**Written request:** Locate every line in the listing below that contains the string "stone" and copy each of those lines in full. Case counts, so match only that exact capitalization.

**Records shown:**

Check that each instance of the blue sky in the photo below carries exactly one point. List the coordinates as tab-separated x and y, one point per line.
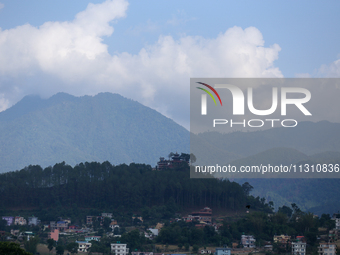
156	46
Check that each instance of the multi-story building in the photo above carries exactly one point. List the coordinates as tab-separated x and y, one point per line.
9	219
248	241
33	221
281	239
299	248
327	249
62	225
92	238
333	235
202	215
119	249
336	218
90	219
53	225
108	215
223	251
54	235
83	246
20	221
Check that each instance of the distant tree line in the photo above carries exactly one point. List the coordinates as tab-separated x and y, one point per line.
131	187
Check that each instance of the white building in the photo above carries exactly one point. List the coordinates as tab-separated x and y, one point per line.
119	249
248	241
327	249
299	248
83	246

==

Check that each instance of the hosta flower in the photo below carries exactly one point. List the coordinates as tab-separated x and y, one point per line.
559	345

--

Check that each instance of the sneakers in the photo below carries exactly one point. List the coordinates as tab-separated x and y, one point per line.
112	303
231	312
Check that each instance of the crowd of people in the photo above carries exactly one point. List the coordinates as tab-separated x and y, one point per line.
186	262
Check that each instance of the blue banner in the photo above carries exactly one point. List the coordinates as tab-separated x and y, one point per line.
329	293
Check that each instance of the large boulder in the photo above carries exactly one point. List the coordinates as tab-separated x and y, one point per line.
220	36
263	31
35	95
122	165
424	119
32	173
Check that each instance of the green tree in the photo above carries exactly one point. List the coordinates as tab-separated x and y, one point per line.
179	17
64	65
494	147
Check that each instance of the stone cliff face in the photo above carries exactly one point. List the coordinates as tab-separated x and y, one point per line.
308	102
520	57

**Response to this exercise:**
Check that each instance of the stone cliff face in the photo above carries exactly one point. List the coordinates as tab-separated x and y, one point per line.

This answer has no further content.